*STATED GOAL 1*: In the pancake recipe, rewrite the part between "Ingredients" and "bananas (3 medium)", inclusive, changing "olive oil" to "canola oil".
*STATED GOAL 2*: According to the pancake recipe, how long does each batch cook?

** start SOURCE TEXT **

When one of my sons and I had to change to a gluten-free diet, I searched for recipes that tasted great. These pancakes are low-cal, as well. I cook extras and freeze them. Then, when I’m short on time, I toss a couple in the toaster. You’ll love the fluffy texture and the chocolate. —Sharen Gustafson, South Lyon, Michigan
  • Total Time
    Prep: 15 min. Cook: 5 min./batch
  • Makes
    12 pancakes

Ingredients

  • 1 cup gluten-free all-purpose baking flour
  • 3 teaspoons baking powder
  • 1/2 teaspoon salt
  • 2/3 cup gluten-free rice milk
  • 1/4 cup unsweetened applesauce
  • 2 tablespoons olive oil
  • 3 teaspoons vanilla extract
  • 1-1/3 cups mashed ripe bananas (3 medium)

** end SOURCE TEXT **
** start MATERIAL SUPPLIED **

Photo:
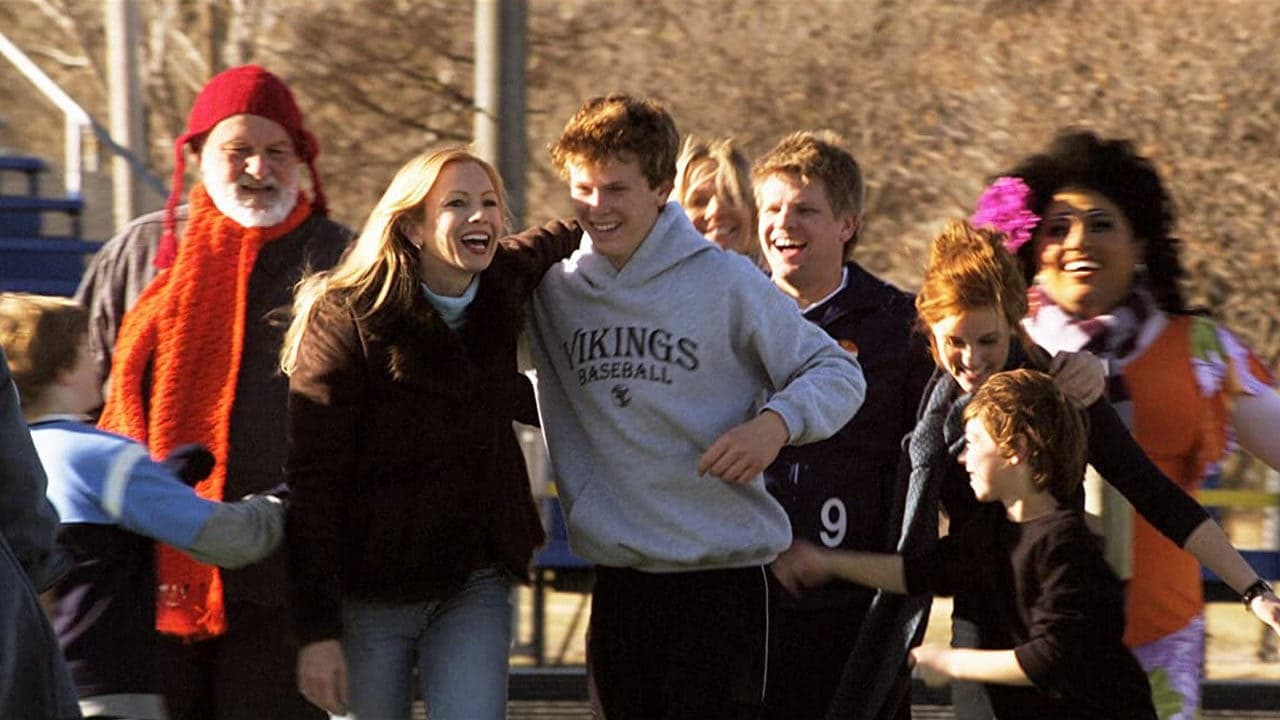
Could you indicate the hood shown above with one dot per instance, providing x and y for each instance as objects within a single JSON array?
[{"x": 670, "y": 242}]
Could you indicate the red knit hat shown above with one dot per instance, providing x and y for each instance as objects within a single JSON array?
[{"x": 242, "y": 90}]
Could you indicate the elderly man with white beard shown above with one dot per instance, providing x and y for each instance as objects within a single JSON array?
[{"x": 187, "y": 311}]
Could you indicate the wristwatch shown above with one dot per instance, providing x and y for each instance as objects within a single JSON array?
[{"x": 1258, "y": 587}]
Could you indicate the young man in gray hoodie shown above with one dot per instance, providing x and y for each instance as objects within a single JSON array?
[{"x": 670, "y": 374}]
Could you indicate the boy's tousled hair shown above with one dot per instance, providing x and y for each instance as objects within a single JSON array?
[
  {"x": 1028, "y": 404},
  {"x": 41, "y": 337},
  {"x": 808, "y": 155},
  {"x": 621, "y": 127}
]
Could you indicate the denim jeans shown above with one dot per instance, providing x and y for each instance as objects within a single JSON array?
[{"x": 460, "y": 646}]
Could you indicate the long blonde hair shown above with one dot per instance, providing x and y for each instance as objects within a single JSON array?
[
  {"x": 383, "y": 263},
  {"x": 722, "y": 160}
]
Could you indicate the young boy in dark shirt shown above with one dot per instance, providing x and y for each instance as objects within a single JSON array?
[{"x": 1052, "y": 615}]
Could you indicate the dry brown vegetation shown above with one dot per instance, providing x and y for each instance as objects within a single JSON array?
[{"x": 933, "y": 96}]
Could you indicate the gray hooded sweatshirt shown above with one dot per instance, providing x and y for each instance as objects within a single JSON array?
[{"x": 641, "y": 369}]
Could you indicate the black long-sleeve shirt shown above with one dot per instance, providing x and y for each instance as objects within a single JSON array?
[{"x": 1042, "y": 589}]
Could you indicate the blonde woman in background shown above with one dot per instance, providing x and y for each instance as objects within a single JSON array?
[{"x": 713, "y": 185}]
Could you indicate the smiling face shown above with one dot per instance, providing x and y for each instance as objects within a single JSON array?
[
  {"x": 1087, "y": 253},
  {"x": 250, "y": 169},
  {"x": 716, "y": 215},
  {"x": 460, "y": 224},
  {"x": 972, "y": 345},
  {"x": 801, "y": 237},
  {"x": 615, "y": 204},
  {"x": 992, "y": 475}
]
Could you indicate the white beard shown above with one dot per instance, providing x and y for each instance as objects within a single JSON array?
[{"x": 240, "y": 206}]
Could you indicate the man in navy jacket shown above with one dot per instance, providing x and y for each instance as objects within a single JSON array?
[{"x": 842, "y": 491}]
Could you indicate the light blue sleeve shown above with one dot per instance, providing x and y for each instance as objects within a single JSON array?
[
  {"x": 146, "y": 497},
  {"x": 27, "y": 519}
]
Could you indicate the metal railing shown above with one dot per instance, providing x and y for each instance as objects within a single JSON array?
[{"x": 78, "y": 122}]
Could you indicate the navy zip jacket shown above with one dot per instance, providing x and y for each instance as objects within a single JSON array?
[{"x": 841, "y": 492}]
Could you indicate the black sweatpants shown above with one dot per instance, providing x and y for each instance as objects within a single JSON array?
[{"x": 680, "y": 645}]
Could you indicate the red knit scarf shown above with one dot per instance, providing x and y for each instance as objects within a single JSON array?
[{"x": 188, "y": 328}]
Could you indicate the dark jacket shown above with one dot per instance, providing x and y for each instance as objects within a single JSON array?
[
  {"x": 840, "y": 492},
  {"x": 33, "y": 677},
  {"x": 895, "y": 623},
  {"x": 405, "y": 470},
  {"x": 255, "y": 461}
]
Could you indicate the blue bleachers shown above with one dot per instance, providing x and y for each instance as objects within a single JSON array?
[{"x": 30, "y": 259}]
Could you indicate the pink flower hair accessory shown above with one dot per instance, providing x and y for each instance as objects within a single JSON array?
[{"x": 1002, "y": 206}]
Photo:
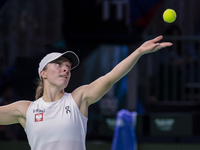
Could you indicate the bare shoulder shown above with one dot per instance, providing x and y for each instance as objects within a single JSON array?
[
  {"x": 21, "y": 106},
  {"x": 77, "y": 94}
]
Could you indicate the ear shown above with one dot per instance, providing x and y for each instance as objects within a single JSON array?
[{"x": 43, "y": 74}]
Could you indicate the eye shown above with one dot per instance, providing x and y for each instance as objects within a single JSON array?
[{"x": 68, "y": 66}]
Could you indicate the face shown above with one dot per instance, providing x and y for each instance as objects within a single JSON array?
[{"x": 57, "y": 72}]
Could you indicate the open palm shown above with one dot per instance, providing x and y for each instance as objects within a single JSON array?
[{"x": 152, "y": 45}]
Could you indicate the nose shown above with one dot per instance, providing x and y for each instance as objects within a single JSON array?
[{"x": 66, "y": 69}]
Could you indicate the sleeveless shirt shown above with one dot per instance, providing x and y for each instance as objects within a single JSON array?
[{"x": 56, "y": 125}]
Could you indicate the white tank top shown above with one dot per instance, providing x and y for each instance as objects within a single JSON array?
[{"x": 56, "y": 125}]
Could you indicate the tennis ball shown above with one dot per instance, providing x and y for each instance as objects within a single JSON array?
[{"x": 169, "y": 15}]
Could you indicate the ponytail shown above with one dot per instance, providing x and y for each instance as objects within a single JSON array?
[{"x": 40, "y": 89}]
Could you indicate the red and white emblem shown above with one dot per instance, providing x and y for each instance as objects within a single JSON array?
[{"x": 38, "y": 117}]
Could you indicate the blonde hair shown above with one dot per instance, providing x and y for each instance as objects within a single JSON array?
[{"x": 40, "y": 87}]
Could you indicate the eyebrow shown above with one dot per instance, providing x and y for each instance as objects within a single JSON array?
[{"x": 61, "y": 60}]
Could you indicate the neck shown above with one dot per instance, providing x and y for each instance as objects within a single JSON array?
[{"x": 52, "y": 95}]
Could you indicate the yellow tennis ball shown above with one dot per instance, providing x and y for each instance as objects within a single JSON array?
[{"x": 169, "y": 15}]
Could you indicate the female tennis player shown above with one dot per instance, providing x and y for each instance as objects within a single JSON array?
[{"x": 58, "y": 120}]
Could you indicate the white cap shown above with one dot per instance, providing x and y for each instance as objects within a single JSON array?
[{"x": 71, "y": 56}]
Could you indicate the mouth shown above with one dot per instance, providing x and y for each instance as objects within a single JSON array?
[{"x": 64, "y": 76}]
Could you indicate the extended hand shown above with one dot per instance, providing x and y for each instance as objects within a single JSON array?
[{"x": 152, "y": 45}]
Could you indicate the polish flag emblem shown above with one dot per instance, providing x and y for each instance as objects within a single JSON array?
[{"x": 38, "y": 117}]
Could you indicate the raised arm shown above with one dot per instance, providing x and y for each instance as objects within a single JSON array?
[
  {"x": 94, "y": 91},
  {"x": 14, "y": 113}
]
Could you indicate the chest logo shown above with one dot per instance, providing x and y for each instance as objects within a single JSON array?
[
  {"x": 38, "y": 117},
  {"x": 67, "y": 109}
]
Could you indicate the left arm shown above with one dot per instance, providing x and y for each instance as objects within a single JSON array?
[{"x": 93, "y": 92}]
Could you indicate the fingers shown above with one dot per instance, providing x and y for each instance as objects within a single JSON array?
[
  {"x": 158, "y": 38},
  {"x": 165, "y": 44}
]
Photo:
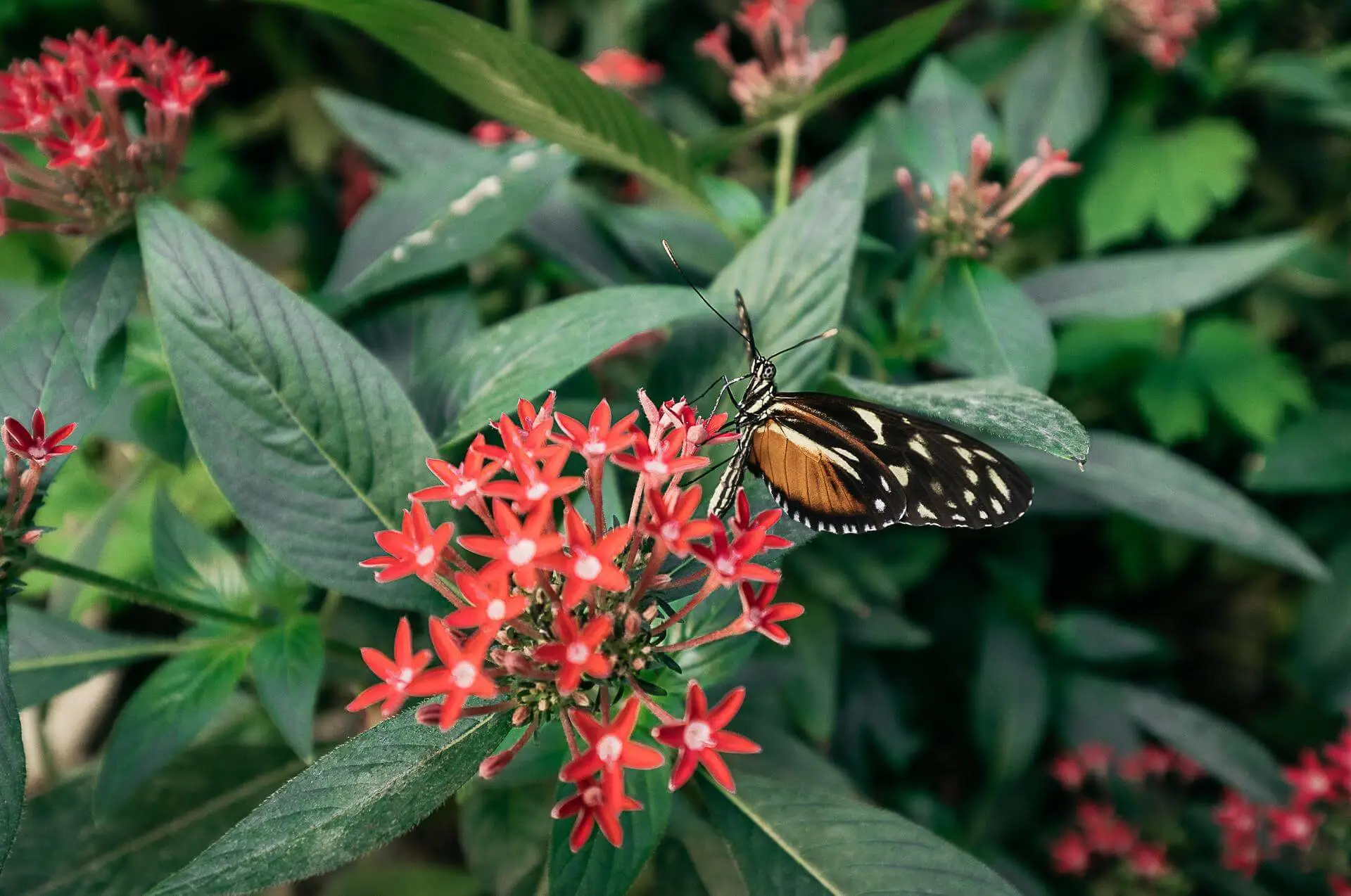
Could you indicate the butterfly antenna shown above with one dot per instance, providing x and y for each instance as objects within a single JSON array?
[
  {"x": 671, "y": 255},
  {"x": 832, "y": 331}
]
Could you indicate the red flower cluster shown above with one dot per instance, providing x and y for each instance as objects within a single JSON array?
[
  {"x": 975, "y": 215},
  {"x": 1158, "y": 29},
  {"x": 34, "y": 446},
  {"x": 69, "y": 104},
  {"x": 1317, "y": 821},
  {"x": 785, "y": 68},
  {"x": 1103, "y": 843},
  {"x": 564, "y": 614}
]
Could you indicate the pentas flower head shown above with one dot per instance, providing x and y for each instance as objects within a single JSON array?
[
  {"x": 565, "y": 615},
  {"x": 69, "y": 104},
  {"x": 975, "y": 215},
  {"x": 1160, "y": 30},
  {"x": 785, "y": 69}
]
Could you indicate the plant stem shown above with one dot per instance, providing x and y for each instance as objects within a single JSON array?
[
  {"x": 141, "y": 594},
  {"x": 787, "y": 127},
  {"x": 518, "y": 18}
]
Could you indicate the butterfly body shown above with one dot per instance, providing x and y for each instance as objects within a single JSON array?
[{"x": 847, "y": 466}]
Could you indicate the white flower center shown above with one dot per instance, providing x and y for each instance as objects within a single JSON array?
[
  {"x": 522, "y": 552},
  {"x": 587, "y": 568},
  {"x": 608, "y": 749},
  {"x": 699, "y": 736},
  {"x": 464, "y": 674}
]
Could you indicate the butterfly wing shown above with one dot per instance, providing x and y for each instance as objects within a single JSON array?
[{"x": 945, "y": 477}]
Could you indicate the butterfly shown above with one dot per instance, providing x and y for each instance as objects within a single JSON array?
[{"x": 847, "y": 466}]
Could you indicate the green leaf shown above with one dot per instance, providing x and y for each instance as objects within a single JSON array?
[
  {"x": 1138, "y": 283},
  {"x": 1164, "y": 490},
  {"x": 794, "y": 841},
  {"x": 1096, "y": 637},
  {"x": 1312, "y": 455},
  {"x": 288, "y": 663},
  {"x": 881, "y": 53},
  {"x": 1013, "y": 699},
  {"x": 165, "y": 824},
  {"x": 524, "y": 85},
  {"x": 997, "y": 408},
  {"x": 945, "y": 111},
  {"x": 527, "y": 354},
  {"x": 1058, "y": 89},
  {"x": 602, "y": 869},
  {"x": 308, "y": 436},
  {"x": 39, "y": 369},
  {"x": 49, "y": 655},
  {"x": 1174, "y": 180},
  {"x": 396, "y": 141},
  {"x": 163, "y": 718},
  {"x": 192, "y": 563},
  {"x": 991, "y": 328},
  {"x": 353, "y": 799},
  {"x": 1223, "y": 748},
  {"x": 98, "y": 297},
  {"x": 14, "y": 769},
  {"x": 440, "y": 217}
]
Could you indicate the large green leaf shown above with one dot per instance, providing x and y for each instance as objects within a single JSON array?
[
  {"x": 308, "y": 436},
  {"x": 794, "y": 841},
  {"x": 288, "y": 663},
  {"x": 49, "y": 655},
  {"x": 945, "y": 111},
  {"x": 1312, "y": 455},
  {"x": 1224, "y": 749},
  {"x": 164, "y": 715},
  {"x": 98, "y": 297},
  {"x": 39, "y": 369},
  {"x": 168, "y": 822},
  {"x": 353, "y": 799},
  {"x": 522, "y": 84},
  {"x": 1138, "y": 283},
  {"x": 991, "y": 328},
  {"x": 600, "y": 869},
  {"x": 996, "y": 408},
  {"x": 439, "y": 217},
  {"x": 530, "y": 352},
  {"x": 396, "y": 141},
  {"x": 14, "y": 771},
  {"x": 1058, "y": 91},
  {"x": 194, "y": 563},
  {"x": 1164, "y": 490}
]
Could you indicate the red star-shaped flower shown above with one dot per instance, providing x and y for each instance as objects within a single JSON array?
[
  {"x": 459, "y": 483},
  {"x": 700, "y": 737},
  {"x": 34, "y": 444},
  {"x": 492, "y": 603},
  {"x": 590, "y": 564},
  {"x": 592, "y": 807},
  {"x": 611, "y": 750},
  {"x": 462, "y": 677},
  {"x": 415, "y": 549},
  {"x": 597, "y": 439},
  {"x": 518, "y": 547},
  {"x": 730, "y": 561},
  {"x": 661, "y": 463},
  {"x": 576, "y": 651},
  {"x": 671, "y": 518},
  {"x": 761, "y": 614},
  {"x": 396, "y": 675}
]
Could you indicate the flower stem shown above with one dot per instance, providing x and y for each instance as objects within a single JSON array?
[
  {"x": 141, "y": 594},
  {"x": 787, "y": 127}
]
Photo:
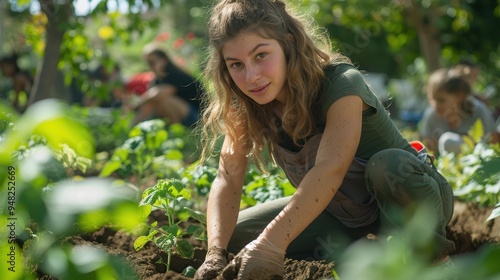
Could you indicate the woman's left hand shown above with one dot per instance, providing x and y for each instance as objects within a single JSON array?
[{"x": 260, "y": 259}]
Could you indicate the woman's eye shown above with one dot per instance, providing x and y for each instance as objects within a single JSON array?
[
  {"x": 261, "y": 55},
  {"x": 235, "y": 65}
]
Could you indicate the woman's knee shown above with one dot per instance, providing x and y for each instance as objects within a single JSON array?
[
  {"x": 388, "y": 168},
  {"x": 450, "y": 142}
]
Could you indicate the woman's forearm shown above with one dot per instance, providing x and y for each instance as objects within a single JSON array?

** end MATERIAL SUPPLIED **

*FINAL ANSWER 1*:
Ingredients

  • 1 cup gluten-free all-purpose baking flour
  • 3 teaspoons baking powder
  • 1/2 teaspoon salt
  • 2/3 cup gluten-free rice milk
  • 1/4 cup unsweetened applesauce
  • 2 tablespoons canola oil
  • 3 teaspoons vanilla extract
  • 1-1/3 cups mashed ripe bananas (3 medium)

*FINAL ANSWER 2*: Each batch cooks for 5 minutes.